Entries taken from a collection
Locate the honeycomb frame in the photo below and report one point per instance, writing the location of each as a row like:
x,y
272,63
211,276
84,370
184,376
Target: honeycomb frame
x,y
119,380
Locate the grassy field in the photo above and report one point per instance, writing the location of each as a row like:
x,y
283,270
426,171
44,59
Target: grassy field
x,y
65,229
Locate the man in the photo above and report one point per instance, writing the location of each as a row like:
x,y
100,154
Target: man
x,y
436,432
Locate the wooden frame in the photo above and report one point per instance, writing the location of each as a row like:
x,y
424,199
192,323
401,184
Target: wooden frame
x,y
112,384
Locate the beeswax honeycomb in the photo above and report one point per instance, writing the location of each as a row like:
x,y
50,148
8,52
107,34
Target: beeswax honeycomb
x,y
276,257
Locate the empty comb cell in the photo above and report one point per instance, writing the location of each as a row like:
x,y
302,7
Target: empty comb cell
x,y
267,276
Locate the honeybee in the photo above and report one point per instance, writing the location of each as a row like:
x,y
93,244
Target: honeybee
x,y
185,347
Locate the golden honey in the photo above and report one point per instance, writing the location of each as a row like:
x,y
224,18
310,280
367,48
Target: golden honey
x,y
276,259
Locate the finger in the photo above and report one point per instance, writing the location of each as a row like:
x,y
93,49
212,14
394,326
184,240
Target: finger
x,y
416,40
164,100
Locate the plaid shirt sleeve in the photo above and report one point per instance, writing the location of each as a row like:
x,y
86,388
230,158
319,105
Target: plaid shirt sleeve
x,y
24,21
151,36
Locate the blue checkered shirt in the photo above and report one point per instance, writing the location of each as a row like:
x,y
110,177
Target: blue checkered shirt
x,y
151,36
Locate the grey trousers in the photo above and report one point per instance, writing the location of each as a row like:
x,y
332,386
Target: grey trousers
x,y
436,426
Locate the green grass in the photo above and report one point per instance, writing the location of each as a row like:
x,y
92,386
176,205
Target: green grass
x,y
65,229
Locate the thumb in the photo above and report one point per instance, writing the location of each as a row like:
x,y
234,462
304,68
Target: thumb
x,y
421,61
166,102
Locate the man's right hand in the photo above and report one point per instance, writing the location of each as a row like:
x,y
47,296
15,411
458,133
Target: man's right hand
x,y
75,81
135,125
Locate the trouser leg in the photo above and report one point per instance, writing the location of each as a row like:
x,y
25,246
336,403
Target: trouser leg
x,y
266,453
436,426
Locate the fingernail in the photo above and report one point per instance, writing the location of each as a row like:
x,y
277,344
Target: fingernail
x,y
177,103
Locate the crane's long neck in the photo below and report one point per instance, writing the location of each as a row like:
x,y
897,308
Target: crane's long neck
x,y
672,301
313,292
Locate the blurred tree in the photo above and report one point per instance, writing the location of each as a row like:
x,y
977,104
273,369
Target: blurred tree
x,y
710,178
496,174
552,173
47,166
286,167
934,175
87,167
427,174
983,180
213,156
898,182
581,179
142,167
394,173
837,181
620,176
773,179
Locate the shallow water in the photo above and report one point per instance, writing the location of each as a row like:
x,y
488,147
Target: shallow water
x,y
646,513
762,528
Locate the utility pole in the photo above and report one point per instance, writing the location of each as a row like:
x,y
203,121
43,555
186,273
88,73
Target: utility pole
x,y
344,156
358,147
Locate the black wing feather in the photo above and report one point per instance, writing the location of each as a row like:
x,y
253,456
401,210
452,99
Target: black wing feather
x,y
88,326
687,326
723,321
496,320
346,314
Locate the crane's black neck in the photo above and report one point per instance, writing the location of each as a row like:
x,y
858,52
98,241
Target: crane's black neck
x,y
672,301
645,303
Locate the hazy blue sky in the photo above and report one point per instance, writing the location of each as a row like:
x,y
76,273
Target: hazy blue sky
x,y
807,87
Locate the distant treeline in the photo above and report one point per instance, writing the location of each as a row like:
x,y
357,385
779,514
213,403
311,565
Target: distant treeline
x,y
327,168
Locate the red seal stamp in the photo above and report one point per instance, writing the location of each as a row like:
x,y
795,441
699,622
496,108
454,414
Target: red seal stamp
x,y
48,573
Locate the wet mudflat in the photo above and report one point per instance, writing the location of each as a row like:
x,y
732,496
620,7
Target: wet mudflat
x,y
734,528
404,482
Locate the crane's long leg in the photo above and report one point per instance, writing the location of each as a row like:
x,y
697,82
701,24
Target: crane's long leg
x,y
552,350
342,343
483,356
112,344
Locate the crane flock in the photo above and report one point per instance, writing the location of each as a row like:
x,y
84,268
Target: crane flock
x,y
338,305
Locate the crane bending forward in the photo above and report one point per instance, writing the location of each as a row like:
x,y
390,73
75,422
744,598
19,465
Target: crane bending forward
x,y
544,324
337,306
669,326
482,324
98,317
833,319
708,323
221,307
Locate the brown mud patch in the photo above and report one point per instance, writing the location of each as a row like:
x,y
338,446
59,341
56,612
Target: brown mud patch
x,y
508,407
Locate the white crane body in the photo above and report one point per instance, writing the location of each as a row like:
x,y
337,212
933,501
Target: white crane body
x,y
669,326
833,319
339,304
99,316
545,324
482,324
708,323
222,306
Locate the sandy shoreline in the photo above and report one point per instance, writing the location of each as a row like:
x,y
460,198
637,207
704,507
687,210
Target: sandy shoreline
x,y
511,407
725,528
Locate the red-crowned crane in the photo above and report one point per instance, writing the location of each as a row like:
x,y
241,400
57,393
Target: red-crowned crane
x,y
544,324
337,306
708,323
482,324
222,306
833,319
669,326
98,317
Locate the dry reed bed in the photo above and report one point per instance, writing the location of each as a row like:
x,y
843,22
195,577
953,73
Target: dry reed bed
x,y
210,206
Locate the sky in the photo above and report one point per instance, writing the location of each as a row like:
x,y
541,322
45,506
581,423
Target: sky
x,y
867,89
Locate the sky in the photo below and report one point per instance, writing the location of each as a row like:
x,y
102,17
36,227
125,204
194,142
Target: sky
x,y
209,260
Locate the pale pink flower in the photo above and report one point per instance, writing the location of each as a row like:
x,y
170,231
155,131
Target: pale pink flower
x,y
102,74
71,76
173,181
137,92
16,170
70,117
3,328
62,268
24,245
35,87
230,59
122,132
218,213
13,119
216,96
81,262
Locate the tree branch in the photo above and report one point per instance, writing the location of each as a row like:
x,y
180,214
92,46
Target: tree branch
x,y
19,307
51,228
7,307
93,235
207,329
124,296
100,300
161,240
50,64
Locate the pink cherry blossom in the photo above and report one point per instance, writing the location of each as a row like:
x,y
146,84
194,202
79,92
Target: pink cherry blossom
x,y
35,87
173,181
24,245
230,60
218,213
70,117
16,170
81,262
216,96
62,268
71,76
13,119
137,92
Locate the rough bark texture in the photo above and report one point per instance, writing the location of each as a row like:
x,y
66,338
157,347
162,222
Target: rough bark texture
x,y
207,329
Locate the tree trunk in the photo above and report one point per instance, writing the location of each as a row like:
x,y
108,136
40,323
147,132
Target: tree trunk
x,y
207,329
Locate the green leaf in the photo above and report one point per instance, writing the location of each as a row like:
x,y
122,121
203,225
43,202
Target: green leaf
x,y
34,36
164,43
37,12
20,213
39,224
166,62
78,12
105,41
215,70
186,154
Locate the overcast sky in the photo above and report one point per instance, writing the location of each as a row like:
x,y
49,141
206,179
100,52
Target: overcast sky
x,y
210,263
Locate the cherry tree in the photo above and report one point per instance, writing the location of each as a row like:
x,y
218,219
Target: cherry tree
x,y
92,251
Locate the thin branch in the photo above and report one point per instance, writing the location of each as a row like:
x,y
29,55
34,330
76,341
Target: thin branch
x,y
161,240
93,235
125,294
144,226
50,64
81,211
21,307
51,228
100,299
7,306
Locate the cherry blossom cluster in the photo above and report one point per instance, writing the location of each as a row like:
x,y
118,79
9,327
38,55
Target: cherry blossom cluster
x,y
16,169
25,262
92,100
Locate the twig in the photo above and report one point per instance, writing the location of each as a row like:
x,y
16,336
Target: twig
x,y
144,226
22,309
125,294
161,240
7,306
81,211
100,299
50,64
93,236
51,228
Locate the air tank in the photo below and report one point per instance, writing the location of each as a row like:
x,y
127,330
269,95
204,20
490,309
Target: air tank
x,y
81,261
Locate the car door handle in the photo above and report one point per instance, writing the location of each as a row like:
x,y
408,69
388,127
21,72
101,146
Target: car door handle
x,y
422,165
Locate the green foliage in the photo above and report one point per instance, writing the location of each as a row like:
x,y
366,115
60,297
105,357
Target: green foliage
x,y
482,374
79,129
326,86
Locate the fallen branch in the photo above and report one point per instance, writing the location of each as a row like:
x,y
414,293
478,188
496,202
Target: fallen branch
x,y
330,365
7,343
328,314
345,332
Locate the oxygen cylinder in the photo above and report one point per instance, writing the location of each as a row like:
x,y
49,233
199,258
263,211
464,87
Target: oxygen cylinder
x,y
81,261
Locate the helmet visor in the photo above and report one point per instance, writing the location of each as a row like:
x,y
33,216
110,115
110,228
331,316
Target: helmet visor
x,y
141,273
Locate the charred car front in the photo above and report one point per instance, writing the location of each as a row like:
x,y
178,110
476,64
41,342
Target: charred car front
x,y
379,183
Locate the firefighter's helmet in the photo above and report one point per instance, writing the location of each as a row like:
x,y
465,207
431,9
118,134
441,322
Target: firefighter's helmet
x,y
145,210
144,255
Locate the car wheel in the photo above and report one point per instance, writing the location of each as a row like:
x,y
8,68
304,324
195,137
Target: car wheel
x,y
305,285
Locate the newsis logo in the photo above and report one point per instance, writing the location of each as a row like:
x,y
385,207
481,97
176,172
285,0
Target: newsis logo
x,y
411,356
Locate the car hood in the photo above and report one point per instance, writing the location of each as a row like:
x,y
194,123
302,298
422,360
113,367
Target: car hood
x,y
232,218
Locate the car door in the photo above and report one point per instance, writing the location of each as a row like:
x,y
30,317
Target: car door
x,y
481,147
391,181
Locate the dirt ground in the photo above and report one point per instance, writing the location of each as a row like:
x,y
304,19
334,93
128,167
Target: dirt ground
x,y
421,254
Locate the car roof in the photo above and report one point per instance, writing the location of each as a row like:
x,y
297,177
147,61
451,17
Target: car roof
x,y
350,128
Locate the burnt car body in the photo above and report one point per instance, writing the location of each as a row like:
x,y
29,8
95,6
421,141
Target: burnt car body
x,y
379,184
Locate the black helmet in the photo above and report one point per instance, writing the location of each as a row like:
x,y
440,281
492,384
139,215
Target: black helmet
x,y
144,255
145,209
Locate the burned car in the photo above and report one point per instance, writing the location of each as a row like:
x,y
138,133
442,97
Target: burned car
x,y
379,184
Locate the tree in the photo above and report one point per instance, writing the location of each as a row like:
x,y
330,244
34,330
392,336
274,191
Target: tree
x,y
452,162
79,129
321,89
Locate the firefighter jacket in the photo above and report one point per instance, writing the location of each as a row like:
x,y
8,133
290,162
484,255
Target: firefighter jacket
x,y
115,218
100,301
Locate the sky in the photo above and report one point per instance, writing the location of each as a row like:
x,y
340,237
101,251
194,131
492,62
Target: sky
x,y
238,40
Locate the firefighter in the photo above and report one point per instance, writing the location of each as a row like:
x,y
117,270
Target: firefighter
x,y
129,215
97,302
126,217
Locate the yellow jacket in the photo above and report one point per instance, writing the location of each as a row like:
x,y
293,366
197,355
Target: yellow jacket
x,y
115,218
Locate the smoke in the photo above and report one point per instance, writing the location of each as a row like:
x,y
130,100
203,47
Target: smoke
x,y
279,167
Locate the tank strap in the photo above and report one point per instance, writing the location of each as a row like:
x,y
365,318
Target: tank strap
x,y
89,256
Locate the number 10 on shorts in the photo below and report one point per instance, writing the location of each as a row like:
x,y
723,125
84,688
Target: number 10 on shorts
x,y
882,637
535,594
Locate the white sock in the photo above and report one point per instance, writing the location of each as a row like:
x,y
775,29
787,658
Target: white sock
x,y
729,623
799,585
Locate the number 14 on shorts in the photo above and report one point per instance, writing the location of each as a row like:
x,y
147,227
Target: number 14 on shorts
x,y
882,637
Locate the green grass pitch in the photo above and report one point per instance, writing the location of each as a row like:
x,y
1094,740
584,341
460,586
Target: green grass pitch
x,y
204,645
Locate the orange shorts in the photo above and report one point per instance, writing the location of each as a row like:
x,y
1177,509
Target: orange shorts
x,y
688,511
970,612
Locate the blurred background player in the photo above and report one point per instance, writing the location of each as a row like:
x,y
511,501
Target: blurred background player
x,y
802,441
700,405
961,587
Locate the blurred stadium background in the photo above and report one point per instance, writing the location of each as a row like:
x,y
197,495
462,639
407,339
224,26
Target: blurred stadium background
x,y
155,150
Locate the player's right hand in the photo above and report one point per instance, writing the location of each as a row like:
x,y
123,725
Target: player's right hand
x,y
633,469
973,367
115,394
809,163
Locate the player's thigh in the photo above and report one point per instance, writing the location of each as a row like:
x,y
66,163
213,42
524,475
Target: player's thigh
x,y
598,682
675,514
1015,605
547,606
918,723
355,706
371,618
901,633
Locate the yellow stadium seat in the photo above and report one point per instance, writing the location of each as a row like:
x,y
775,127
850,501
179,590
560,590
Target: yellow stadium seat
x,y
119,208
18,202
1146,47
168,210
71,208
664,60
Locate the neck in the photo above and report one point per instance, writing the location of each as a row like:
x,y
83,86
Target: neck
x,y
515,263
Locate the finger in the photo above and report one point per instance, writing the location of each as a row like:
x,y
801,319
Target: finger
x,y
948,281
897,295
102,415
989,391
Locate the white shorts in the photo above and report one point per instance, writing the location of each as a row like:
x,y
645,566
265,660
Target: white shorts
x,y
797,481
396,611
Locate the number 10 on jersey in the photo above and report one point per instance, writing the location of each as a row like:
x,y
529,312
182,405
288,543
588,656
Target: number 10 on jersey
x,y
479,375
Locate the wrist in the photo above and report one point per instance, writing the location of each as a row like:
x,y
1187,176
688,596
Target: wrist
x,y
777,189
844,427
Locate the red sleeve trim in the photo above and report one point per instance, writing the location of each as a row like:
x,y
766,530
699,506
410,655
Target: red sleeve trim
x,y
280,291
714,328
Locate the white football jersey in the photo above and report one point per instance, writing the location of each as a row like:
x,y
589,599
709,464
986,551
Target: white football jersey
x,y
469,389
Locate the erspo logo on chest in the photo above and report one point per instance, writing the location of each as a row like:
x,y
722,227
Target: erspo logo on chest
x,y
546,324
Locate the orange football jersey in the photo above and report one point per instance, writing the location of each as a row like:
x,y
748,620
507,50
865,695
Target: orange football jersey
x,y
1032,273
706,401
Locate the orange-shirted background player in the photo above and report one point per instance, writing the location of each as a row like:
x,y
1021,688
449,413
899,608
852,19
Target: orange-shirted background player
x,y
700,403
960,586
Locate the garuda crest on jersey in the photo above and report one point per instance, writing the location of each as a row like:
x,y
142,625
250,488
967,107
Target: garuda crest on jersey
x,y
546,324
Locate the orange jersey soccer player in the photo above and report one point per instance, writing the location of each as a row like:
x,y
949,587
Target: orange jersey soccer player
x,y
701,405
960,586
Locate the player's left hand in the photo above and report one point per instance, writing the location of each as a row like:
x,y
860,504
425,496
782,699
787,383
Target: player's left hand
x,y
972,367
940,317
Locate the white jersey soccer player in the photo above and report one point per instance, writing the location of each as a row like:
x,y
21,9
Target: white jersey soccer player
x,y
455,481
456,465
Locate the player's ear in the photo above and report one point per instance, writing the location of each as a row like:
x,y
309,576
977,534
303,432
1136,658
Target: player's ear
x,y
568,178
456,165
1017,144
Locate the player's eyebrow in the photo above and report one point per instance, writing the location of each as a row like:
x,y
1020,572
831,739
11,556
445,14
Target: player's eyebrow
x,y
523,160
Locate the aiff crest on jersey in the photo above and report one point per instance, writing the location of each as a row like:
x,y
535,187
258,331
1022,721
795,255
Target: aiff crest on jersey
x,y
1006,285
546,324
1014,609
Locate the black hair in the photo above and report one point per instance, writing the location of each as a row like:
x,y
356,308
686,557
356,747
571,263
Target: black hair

▸ Task prompt: Among the records, how many lines include the string "hair"? State the number and add nothing.

▸ Task response: 2